DATA ENTRIES
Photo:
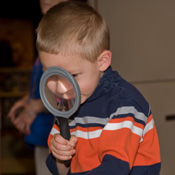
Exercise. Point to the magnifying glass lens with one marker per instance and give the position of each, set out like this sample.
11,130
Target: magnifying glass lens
60,92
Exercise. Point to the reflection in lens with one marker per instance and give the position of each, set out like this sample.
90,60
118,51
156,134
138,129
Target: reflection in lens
60,93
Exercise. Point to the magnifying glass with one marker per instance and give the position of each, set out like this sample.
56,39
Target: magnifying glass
60,94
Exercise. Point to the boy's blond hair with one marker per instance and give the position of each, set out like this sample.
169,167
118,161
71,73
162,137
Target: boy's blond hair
73,28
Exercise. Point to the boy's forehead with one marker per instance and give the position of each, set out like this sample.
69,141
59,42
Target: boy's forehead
69,62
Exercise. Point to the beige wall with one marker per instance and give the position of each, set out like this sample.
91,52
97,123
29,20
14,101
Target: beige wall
143,46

PROBLEM TO WORK ON
Retype all of the entries above word for word, omitting the picture.

TASK SOLUTION
Photo:
Exercise. Point to the magnifying glass lens with one marker per instance and give the position of each, set out like this sample.
11,130
Target: magnifying glass lens
60,92
Exercise. Point to the reflection in lens with one marker per instance and give the position of each, set out like this sample.
90,60
118,51
156,134
138,129
Target: reflection in lens
60,93
Exercise. Point to the magnifying glass with one marker per instance and give the position of each, set out like this sample.
56,39
Target: magnifying glass
60,94
Exercise. Point to the boy's blond hair with one marker per instance and give the position of each, set out like this sample.
169,167
118,161
71,73
162,137
Target: boy's blond hair
73,28
Exercise. Point to the boy's forehead with one marker per instance and give the position of each, set out like this sample.
69,141
59,42
Target: boy's forehead
69,62
Exercise. Point to the beige wall with one marker per instance and give the position of each, set out like this sample.
91,52
97,123
29,20
14,101
Target: beige wall
143,46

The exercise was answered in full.